Organiser la riposte
« Nous sommes confrontés à une campagne de harcèlement ciblé dirigée contre @elonmusk, encourageant un boycott de X (anciennement Twitter) afin de nuire aux finances de cette entreprise et d’atteindre son président, avec le hashtag #notwitterday », croit pouvoir affirmer le vidéaste complotiste Marcel D, soudain très impliqué dans le respect des bonnes pratiques numériques. « Il est impératif d’avertir @elonmusk de cette attaque en France », ajoute-t-il, oubliant, par la même occasion, qu’il fut parmi les premiers à relayer le hashtag #JeanMichelTrogneux, point d’orgue du harcèlement transphobe dont a été victime Brigitte Macron.
« Nous aimons le vent de liberté qui souffle sur X-Twitter depuis l’arrivée d’Elon #Musk, alors le 27 octobre on fera au contraire plus de bruit que jamais sur ce réseau », martèle Florian Philippot. Le souverainiste – qui ne voit aucun problème à défendre les intérêts d’une entreprise américaine ne respectant pas ses obligations au regard de la loi française – en profite pour lancer un nouvel hashtag : #ViveX.

> [Consignes]:
1. Dans le texte sur le boycott de X, quel jour Florian Philippot annonce-t-il qu'on fera plus de bruit que jamais sur ce réseau ?
2. Recopiez mot pour mot le passage du texte sur le boycott de X qui s'ouvre sur les mots contenant « Organiser la riposte » et se clôt sur « victime Brigitte Macron. ».
3. Poursuivez le texte sur le boycott de X à la suite de sa dernière phrase.

> [Extrait de la liste]:
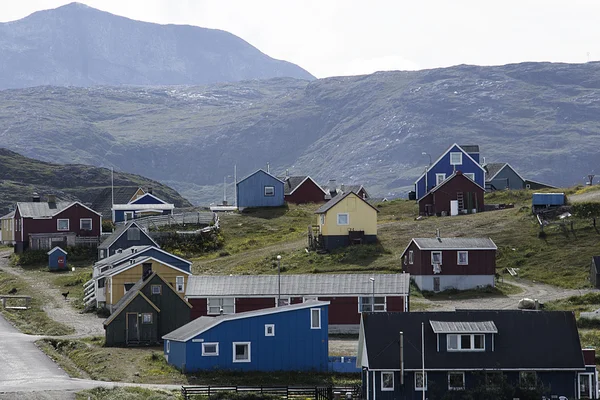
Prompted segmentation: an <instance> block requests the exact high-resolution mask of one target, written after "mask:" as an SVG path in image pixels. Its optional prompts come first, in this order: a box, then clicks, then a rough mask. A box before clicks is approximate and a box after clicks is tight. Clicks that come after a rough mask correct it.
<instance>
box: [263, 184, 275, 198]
mask: <svg viewBox="0 0 600 400" xmlns="http://www.w3.org/2000/svg"><path fill="white" fill-rule="evenodd" d="M272 196H275V187H274V186H265V197H272Z"/></svg>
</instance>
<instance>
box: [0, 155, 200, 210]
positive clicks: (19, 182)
mask: <svg viewBox="0 0 600 400" xmlns="http://www.w3.org/2000/svg"><path fill="white" fill-rule="evenodd" d="M110 175H111V172H110V170H109V169H106V168H98V167H91V166H89V165H81V164H67V165H58V164H51V163H47V162H42V161H38V160H33V159H30V158H27V157H23V156H22V155H20V154H17V153H15V152H13V151H10V150H7V149H4V148H0V215H4V214H5V213H7V212H8V210H9V206H11V205H14V204H15V203H16V202H18V201H31V198H32V197H31V195H32V194H33V192H37V193H39V194H40V195H48V194H55V195H56V196H57V197H58V198H59V199H62V200H71V201H81V202H82V203H84V204H90V203H92V201H93V200H94V199H95V198H96V196H97V195H98V193H100V191H102V190H103V189H105V188H107V187H109V188H110V185H111V176H110ZM113 179H114V186H115V187H119V186H138V187H140V186H141V187H142V188H144V190H147V189H148V188H152V192H153V193H154V194H156V195H157V196H159V197H160V198H161V199H164V200H167V201H169V202H172V203H173V204H175V206H176V207H190V206H191V204H190V202H189V201H187V200H186V199H184V198H183V197H181V195H180V194H179V193H177V192H176V191H175V190H173V189H171V188H170V187H168V186H166V185H163V184H161V183H158V182H156V181H153V180H151V179H147V178H144V177H143V176H139V175H134V174H127V173H121V172H115V173H114V177H113Z"/></svg>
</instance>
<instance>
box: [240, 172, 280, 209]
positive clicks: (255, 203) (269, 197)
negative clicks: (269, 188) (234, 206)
mask: <svg viewBox="0 0 600 400" xmlns="http://www.w3.org/2000/svg"><path fill="white" fill-rule="evenodd" d="M265 186H272V187H273V188H274V189H275V193H274V195H273V196H265ZM283 186H284V183H283V182H282V181H280V180H279V179H277V178H275V177H273V176H271V175H269V174H267V173H266V172H265V171H263V170H259V171H257V172H255V173H254V174H252V175H250V176H249V177H247V178H246V179H244V180H242V181H240V182H238V183H237V206H238V207H279V206H282V205H283V204H284V187H283Z"/></svg>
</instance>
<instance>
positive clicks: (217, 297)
mask: <svg viewBox="0 0 600 400" xmlns="http://www.w3.org/2000/svg"><path fill="white" fill-rule="evenodd" d="M234 300H235V299H234V298H233V297H215V298H209V299H208V314H211V315H218V314H221V311H222V312H223V314H235V301H234Z"/></svg>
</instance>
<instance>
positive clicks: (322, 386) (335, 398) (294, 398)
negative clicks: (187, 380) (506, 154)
mask: <svg viewBox="0 0 600 400" xmlns="http://www.w3.org/2000/svg"><path fill="white" fill-rule="evenodd" d="M222 392H235V393H245V394H255V395H257V394H258V395H266V396H273V397H279V398H281V399H298V400H299V399H303V400H305V399H307V398H314V399H315V400H334V399H340V400H346V399H349V400H357V399H359V398H360V397H361V389H360V385H355V386H347V387H334V386H182V387H181V394H182V395H183V398H184V399H185V400H189V399H194V398H195V396H200V397H208V398H210V397H211V396H214V395H216V394H218V393H222Z"/></svg>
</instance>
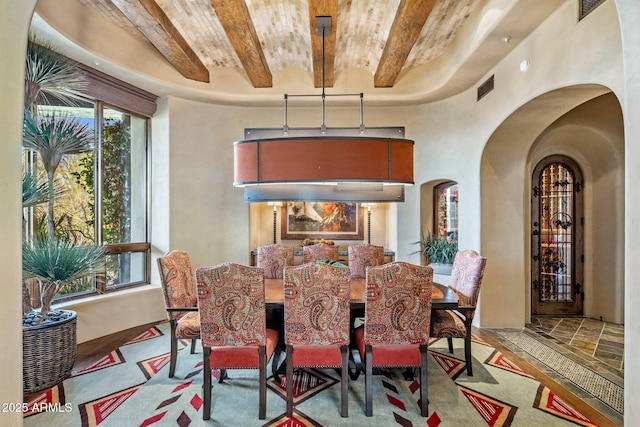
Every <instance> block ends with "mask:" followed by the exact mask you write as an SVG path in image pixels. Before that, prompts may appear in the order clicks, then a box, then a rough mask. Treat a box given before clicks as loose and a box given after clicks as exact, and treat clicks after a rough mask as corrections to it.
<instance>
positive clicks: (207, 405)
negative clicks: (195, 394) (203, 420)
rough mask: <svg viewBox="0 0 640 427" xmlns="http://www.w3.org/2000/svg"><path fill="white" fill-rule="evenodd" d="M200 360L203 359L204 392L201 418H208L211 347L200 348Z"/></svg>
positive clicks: (210, 364)
mask: <svg viewBox="0 0 640 427" xmlns="http://www.w3.org/2000/svg"><path fill="white" fill-rule="evenodd" d="M202 354H203V356H202V361H203V365H204V366H203V375H204V381H203V384H204V385H203V386H202V387H203V388H204V390H203V392H204V407H203V409H202V419H203V420H208V419H209V418H211V359H210V358H211V349H210V348H208V347H205V348H203V349H202Z"/></svg>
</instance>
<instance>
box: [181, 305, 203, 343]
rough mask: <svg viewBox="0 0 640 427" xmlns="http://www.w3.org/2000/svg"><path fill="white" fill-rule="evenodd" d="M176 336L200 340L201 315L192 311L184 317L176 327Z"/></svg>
mask: <svg viewBox="0 0 640 427" xmlns="http://www.w3.org/2000/svg"><path fill="white" fill-rule="evenodd" d="M176 336H179V337H180V338H191V339H198V338H200V313H198V312H197V311H191V312H189V313H187V314H185V315H184V316H182V317H181V318H180V319H179V320H178V323H177V325H176Z"/></svg>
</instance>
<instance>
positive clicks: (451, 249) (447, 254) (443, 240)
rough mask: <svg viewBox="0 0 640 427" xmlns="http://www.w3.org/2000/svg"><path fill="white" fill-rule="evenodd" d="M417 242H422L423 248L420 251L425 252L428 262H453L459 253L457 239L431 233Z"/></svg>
mask: <svg viewBox="0 0 640 427" xmlns="http://www.w3.org/2000/svg"><path fill="white" fill-rule="evenodd" d="M415 243H416V244H420V246H421V248H422V249H421V250H420V251H419V252H421V253H422V254H424V256H425V258H426V259H427V264H453V260H454V258H455V257H456V253H458V241H457V240H456V239H448V238H438V237H436V236H434V235H433V234H431V233H429V234H428V235H427V237H423V238H422V240H419V241H417V242H415Z"/></svg>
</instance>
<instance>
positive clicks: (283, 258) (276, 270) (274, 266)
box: [257, 244, 293, 279]
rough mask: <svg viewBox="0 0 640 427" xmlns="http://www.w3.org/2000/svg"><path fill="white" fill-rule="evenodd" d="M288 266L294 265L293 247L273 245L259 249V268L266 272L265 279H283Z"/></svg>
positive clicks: (260, 248)
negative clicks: (293, 258) (293, 263)
mask: <svg viewBox="0 0 640 427" xmlns="http://www.w3.org/2000/svg"><path fill="white" fill-rule="evenodd" d="M286 265H293V246H286V245H278V244H273V245H266V246H260V247H259V248H258V262H257V266H258V267H260V268H262V269H263V270H264V278H265V279H282V270H283V269H284V267H285V266H286Z"/></svg>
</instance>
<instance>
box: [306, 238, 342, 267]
mask: <svg viewBox="0 0 640 427" xmlns="http://www.w3.org/2000/svg"><path fill="white" fill-rule="evenodd" d="M321 259H328V260H329V261H338V247H337V246H336V245H327V244H326V243H318V244H316V245H309V246H303V247H302V262H303V263H305V264H306V263H309V262H313V261H319V260H321Z"/></svg>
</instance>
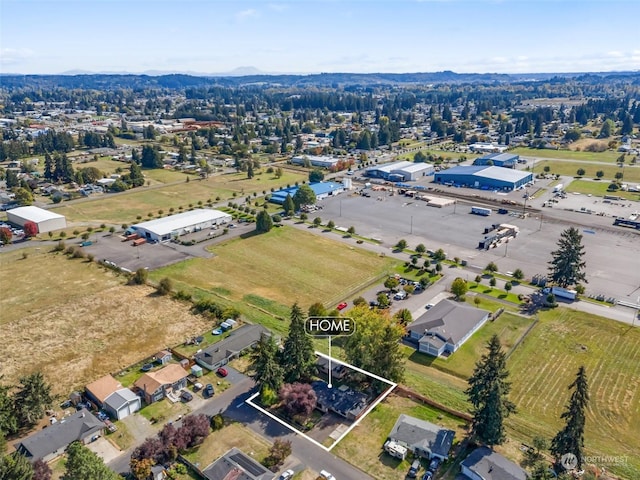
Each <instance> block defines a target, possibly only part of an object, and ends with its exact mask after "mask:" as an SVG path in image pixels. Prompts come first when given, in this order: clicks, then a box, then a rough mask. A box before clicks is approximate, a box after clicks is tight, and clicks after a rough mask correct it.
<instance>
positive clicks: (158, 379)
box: [134, 363, 189, 404]
mask: <svg viewBox="0 0 640 480" xmlns="http://www.w3.org/2000/svg"><path fill="white" fill-rule="evenodd" d="M188 376H189V372H187V371H186V370H185V369H184V368H182V366H180V365H178V364H177V363H171V364H169V365H167V366H166V367H163V368H161V369H160V370H156V371H154V372H147V373H145V374H143V375H142V376H141V377H140V378H139V379H138V380H136V382H135V383H134V387H135V388H136V389H137V390H138V391H140V392H141V393H142V396H143V398H144V400H145V402H147V404H151V403H153V402H157V401H158V400H162V399H163V398H164V397H166V396H167V394H168V393H172V392H177V391H179V390H181V389H183V388H185V387H186V386H187V377H188Z"/></svg>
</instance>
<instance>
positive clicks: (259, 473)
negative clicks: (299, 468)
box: [202, 447, 273, 480]
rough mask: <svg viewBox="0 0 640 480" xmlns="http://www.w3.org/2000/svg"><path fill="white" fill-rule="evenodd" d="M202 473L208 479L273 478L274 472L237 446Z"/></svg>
mask: <svg viewBox="0 0 640 480" xmlns="http://www.w3.org/2000/svg"><path fill="white" fill-rule="evenodd" d="M202 473H204V476H205V478H207V479H208V480H272V479H273V472H271V471H270V470H268V469H267V468H265V467H264V466H262V465H261V464H259V463H258V462H257V461H256V460H254V459H253V458H251V457H249V456H248V455H245V454H244V452H242V450H239V449H237V448H235V447H234V448H232V449H231V450H229V451H228V452H227V453H225V454H224V455H223V456H222V457H220V458H219V459H218V460H216V461H215V462H213V463H212V464H211V465H210V466H208V467H207V468H206V469H205V470H204V472H202Z"/></svg>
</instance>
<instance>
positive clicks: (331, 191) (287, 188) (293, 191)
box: [269, 182, 345, 205]
mask: <svg viewBox="0 0 640 480" xmlns="http://www.w3.org/2000/svg"><path fill="white" fill-rule="evenodd" d="M309 186H310V187H311V190H313V192H314V193H315V194H316V200H322V199H323V198H327V197H329V196H331V195H337V194H339V193H341V192H344V190H345V187H344V185H343V184H342V183H335V182H316V183H309ZM298 188H299V187H289V188H283V189H282V190H278V191H276V192H273V193H272V194H271V198H270V199H269V201H270V202H271V203H277V204H280V205H282V204H283V203H284V201H285V200H286V198H287V195H291V196H292V197H293V196H294V195H295V194H296V192H297V191H298Z"/></svg>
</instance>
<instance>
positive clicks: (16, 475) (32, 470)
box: [0, 452, 33, 480]
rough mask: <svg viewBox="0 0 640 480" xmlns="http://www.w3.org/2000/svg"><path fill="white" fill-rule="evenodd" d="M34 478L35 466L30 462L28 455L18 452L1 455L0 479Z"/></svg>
mask: <svg viewBox="0 0 640 480" xmlns="http://www.w3.org/2000/svg"><path fill="white" fill-rule="evenodd" d="M2 453H4V452H2ZM32 479H33V467H32V466H31V464H30V463H29V460H27V457H25V456H24V455H21V454H19V453H18V452H14V453H12V454H11V455H5V456H4V457H0V480H32Z"/></svg>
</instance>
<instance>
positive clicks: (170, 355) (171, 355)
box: [153, 350, 173, 365]
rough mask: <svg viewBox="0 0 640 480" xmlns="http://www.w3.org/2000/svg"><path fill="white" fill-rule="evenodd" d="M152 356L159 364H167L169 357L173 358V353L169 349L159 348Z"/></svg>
mask: <svg viewBox="0 0 640 480" xmlns="http://www.w3.org/2000/svg"><path fill="white" fill-rule="evenodd" d="M153 358H154V359H155V360H156V362H158V363H159V364H160V365H167V364H168V363H169V362H171V359H172V358H173V355H172V354H171V352H170V351H169V350H160V351H159V352H158V353H156V354H155V355H154V356H153Z"/></svg>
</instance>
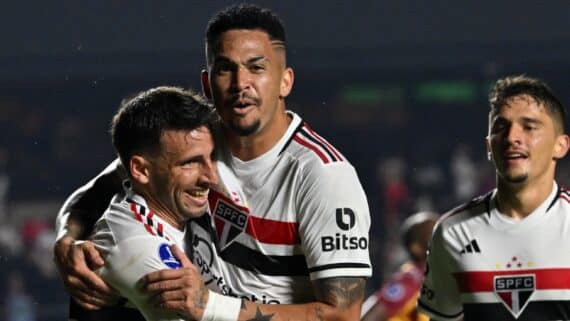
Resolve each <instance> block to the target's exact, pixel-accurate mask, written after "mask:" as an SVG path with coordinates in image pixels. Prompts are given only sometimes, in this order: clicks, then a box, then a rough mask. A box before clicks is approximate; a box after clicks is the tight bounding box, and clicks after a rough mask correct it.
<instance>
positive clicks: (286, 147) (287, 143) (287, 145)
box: [279, 122, 304, 155]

> [Réponses]:
1. Le 27 octobre.

2.
Organiser la riposte
« Nous sommes confrontés à une campagne de harcèlement ciblé dirigée contre @elonmusk, encourageant un boycott de X (anciennement Twitter) afin de nuire aux finances de cette entreprise et d’atteindre son président, avec le hashtag #notwitterday », croit pouvoir affirmer le vidéaste complotiste Marcel D, soudain très impliqué dans le respect des bonnes pratiques numériques. « Il est impératif d’avertir @elonmusk de cette attaque en France », ajoute-t-il, oubliant, par la même occasion, qu’il fut parmi les premiers à relayer le hashtag #JeanMichelTrogneux, point d’orgue du harcèlement transphobe dont a été victime Brigitte Macron.

3.
Attaques ad hominem
Un appel peu suivi, contrairement au hashtag #RudyKissMyAss, mot d’ordre lancé par le compte ordurier et complotiste Zoé Sagan, en référence à Rudy Reichstadt, l’un des initiateurs de la tribune. « Si vous faites monter le hashtag #RudyKissMyAss en top tendance pendant 3 jours vous pouvez me demandez ce que vous voulez pendant un an » promet à ses 129 000 abonnés ce compte géré sous pseudonyme. Aussitôt dit, aussitôt fait.
« La journée #notwitterday s’est métamorphosée en journée #rudykissmyass, se révélant ainsi être la meilleure journée de l’année », se félicite Marcel D. « C’est une œuvre de service humain de tweeter le #RudyKissMyAss » jubile Bertrand Scholler. D’autres, à l’instar de Salim Laïbi ou Antoine Cuttitta, se contentent de copier-coller le hashtag. Résultat : probablement l’une des campagnes de cyberharcèlement les plus massives de l’année 2023 sur la plateforme de microblogging.
Les autres signataires de la tribune en ont également pris pour leur grade. Mèmes, insultes, montages vidéo… la panoplie est large. Dans sa dernière vidéo, Florian Philippot explique comment « Elon Musk terrasse les fact-checkeurs ». Quant à l’influenceuse Tatiana Ventôse, elle qualifie les signataires de la tribune de « demeurés finis ». Régis de Castelnau, lui, préfère les termes de « guignols, imposteurs, délinquants et désinformateurs ». Les goûts, les couleurs…
C’est un complot !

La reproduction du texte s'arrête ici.